____ ТЕКСТ ДЛЯ ЧТЕНИЯ

Евгений АГРАНОВИЧ


ЛЁГКИЙ ХЛЕБ
(Разговор о песенке)


           На днях беседуем с другом за ужином, а телевизор гудит себе что-то своё. Вдруг приятель встрепенулся:
           — Слушай! Это же твоя?..
           Шла передача «Два рояля». По одному слову там надо вспомнить и пропеть песенку. Слово это было — «сок». Трое за роялем тут же дружно и безошибочно отгрохали «Я в весеннем лесу...» Да как! Залихватски весело, с огоньком, что прямо противоположно смыслу песни. Я это отметил.
           — Недоволен? — удивился друг. — А ведь успех редкий. Вещица, значит, много лет бытует в народе, общеизвестная, своя. Должна радовать тебя на каждом шагу. Нет?
           — Случалось, и огорчала. Стоит хоть вспомнить, как на студии Горького оплатили сочинение.
           — Что, маловато?
           — Нормально, но унизительно. Директор картины всё забывал договор со мной заключить, а я стеснялся напомнить. Пришёл в бухгалтерию, когда «Резидент» уже был на экране. Главбух говорит:
           — Поздно, бюджет картины закрыт. Вспомнили! Ну ладно уж...
           И кладёт передо мной договор на пятьдесят рэ. А обещали сто пятьдесят.
           — Я не подпишу.
           Бухгалтер возмутился:
           — Мало? За такую сумму я здесь месяц вкалываю. А долго ли вы это писали?
           — Минут сорок, на краю стола. Обидно? Да кто ж вам не даёт? Возьмите лист бумаги и сочините. Ну, а если студия не в силах выплатить что обещано, прошу принять мою песенку в подарок.
           — И оплатили, как положено? — угадал друг.
           — Разумеется, но с благородным негодованием.

________

• _ЗАДАНИЕ_
Выведите приведённый выше текст «Лёгкий хлеб» целиком, без каких-либо изменений.

____ ИСХОДНЫЕ ДАННЫЕ

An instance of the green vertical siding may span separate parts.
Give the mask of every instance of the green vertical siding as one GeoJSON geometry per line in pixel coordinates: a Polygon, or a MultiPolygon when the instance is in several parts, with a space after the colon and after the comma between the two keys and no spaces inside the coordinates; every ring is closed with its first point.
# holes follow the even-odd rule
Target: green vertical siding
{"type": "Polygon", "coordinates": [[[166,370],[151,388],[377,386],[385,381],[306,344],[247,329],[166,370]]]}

________

• _РЕЗУЛЬТАТ ВЫПОЛНЕНИЯ_
Евгений АГРАНОВИЧ


ЛЁГКИЙ ХЛЕБ
(Разговор о песенке)


           На днях беседуем с другом за ужином, а телевизор гудит себе что-то своё. Вдруг приятель встрепенулся:
           — Слушай! Это же твоя?..
           Шла передача «Два рояля». По одному слову там надо вспомнить и пропеть песенку. Слово это было — «сок». Трое за роялем тут же дружно и безошибочно отгрохали «Я в весеннем лесу...» Да как! Залихватски весело, с огоньком, что прямо противоположно смыслу песни. Я это отметил.
           — Недоволен? — удивился друг. — А ведь успех редкий. Вещица, значит, много лет бытует в народе, общеизвестная, своя. Должна радовать тебя на каждом шагу. Нет?
           — Случалось, и огорчала. Стоит хоть вспомнить, как на студии Горького оплатили сочинение.
           — Что, маловато?
           — Нормально, но унизительно. Директор картины всё забывал договор со мной заключить, а я стеснялся напомнить. Пришёл в бухгалтерию, когда «Резидент» уже был на экране. Главбух говорит:
           — Поздно, бюджет картины закрыт. Вспомнили! Ну ладно уж...
           И кладёт передо мной договор на пятьдесят рэ. А обещали сто пятьдесят.
           — Я не подпишу.
           Бухгалтер возмутился:
           — Мало? За такую сумму я здесь месяц вкалываю. А долго ли вы это писали?
           — Минут сорок, на краю стола. Обидно? Да кто ж вам не даёт? Возьмите лист бумаги и сочините. Ну, а если студия не в силах выплатить что обещано, прошу принять мою песенку в подарок.
           — И оплатили, как положено? — угадал друг.
           — Разумеется, но с благородным негодованием.